■ **Task prompt**: Could you retype every line below exactly, omitting the images?

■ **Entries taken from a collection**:
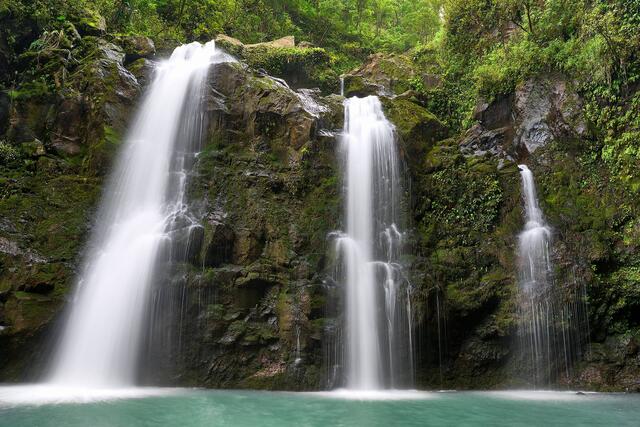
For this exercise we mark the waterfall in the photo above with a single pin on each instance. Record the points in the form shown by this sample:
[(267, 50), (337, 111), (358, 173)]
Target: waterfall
[(553, 324), (143, 201), (377, 311)]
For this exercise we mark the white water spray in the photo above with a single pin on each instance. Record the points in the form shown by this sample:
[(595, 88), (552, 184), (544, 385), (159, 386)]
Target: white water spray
[(378, 353), (101, 340)]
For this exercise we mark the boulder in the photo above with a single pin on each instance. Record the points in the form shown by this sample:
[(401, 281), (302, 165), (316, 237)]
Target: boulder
[(381, 74), (545, 109), (541, 110), (136, 47), (89, 22)]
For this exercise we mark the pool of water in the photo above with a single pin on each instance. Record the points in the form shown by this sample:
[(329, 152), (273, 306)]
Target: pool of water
[(43, 406)]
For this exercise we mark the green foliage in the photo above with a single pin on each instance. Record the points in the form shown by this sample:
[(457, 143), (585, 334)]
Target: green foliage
[(8, 153)]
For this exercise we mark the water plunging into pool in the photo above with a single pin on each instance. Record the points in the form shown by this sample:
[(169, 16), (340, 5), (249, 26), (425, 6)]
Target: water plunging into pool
[(144, 198), (377, 345)]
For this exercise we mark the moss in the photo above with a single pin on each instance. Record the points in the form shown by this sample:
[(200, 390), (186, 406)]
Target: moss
[(299, 66)]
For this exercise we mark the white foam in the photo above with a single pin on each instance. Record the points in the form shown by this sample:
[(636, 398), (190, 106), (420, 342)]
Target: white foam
[(391, 394), (537, 394), (47, 394)]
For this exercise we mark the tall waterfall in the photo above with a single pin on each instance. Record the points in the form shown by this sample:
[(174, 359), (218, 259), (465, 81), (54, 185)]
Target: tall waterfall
[(378, 350), (553, 318), (143, 199)]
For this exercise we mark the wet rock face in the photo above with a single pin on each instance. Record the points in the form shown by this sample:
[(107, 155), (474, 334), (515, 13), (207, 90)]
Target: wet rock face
[(265, 190), (541, 110), (302, 66), (381, 74), (547, 109)]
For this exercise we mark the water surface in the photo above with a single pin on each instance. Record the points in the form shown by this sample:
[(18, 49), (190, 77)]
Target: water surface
[(184, 407)]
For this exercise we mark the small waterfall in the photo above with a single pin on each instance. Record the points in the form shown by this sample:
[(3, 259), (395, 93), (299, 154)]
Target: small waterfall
[(143, 205), (553, 319), (377, 349)]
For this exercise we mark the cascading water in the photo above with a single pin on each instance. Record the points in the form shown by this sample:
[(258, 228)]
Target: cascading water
[(144, 199), (378, 350), (553, 319)]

■ **Exercise solution**:
For this exercise we mark the waterfall in the photo above with a single pin on each instance. Record the points in the form shown by this sample:
[(267, 50), (337, 111), (358, 173)]
Target: waterfall
[(553, 324), (143, 201), (377, 311)]
For this exercise we mark the white water spray in the photo above with a single pin on each instance. Record the points in the form shown by this sample:
[(595, 88), (552, 184), (544, 385), (159, 386)]
Target: white water spray
[(378, 353), (101, 340)]
For this exercise we mark the boulder in the photo above with a single pin on each instance. Record the points in the form shown by this sample:
[(401, 281), (302, 165), (316, 237)]
Target: boulder
[(381, 74), (545, 109), (541, 110), (136, 47), (89, 22)]
For this exercise we mark the pool of water in the photo above with a single pin on each instance. Record the points in the form shown by this sample:
[(329, 152), (273, 306)]
Target: pool of water
[(43, 406)]
For this exercise we mark the green foliage in the photo above with a single pin on each instance. Record the points in the form shown by this sample:
[(457, 143), (585, 334)]
Target: green foliage
[(8, 153)]
For this exercise we mark the water plunging into pool in the photo above with a single pin on each instance. Record the points in the form shown by this sample:
[(169, 16), (340, 5), (249, 26), (425, 6)]
Target: water plunging into pool
[(144, 198), (377, 345)]
For this exercise we mark the moss in the photo above with a single pin on each instance. Record the points in the form shown by this sample:
[(200, 390), (186, 406)]
Target: moss
[(299, 66)]
For this exercise we mark the white foam in the photo above with a single pin on each instance. Record the points in the form shown by this sample:
[(636, 398), (190, 106), (420, 342)]
Target: white foam
[(391, 394), (537, 394), (47, 394)]
For this exercise we mark the tall waterfall in the photo above with a single pin on each instance. Record the points in the form shown by this sample:
[(174, 359), (218, 259), (465, 81), (54, 185)]
Target: tall waterfall
[(378, 350), (553, 318), (143, 199)]
For this exercise we mark the wet rock face in the photo above with a single pin on each instance. Record the points in the form shown by this sample:
[(107, 155), (474, 334), (515, 13), (207, 90)]
Target: wet rock face
[(265, 190), (541, 110), (302, 66), (381, 74), (547, 109)]
For this exercise we mark the water surface in the photo above with a single pin on each instance. Record the points in the form shown by this sample:
[(18, 49), (190, 77)]
Target: water surface
[(184, 407)]
For this exercise we mark the small waterfall in the photo above with a single pin on each instance. Record the points in the form shown by this sample:
[(3, 259), (395, 93), (299, 154)]
Target: small waterfall
[(143, 205), (553, 319), (377, 349)]
For this exercise we mark the cascading water in the photo above with a single pin on each instance. Record the points in the form shown by this sample:
[(258, 228)]
Target: cascading water
[(144, 199), (378, 350), (553, 319)]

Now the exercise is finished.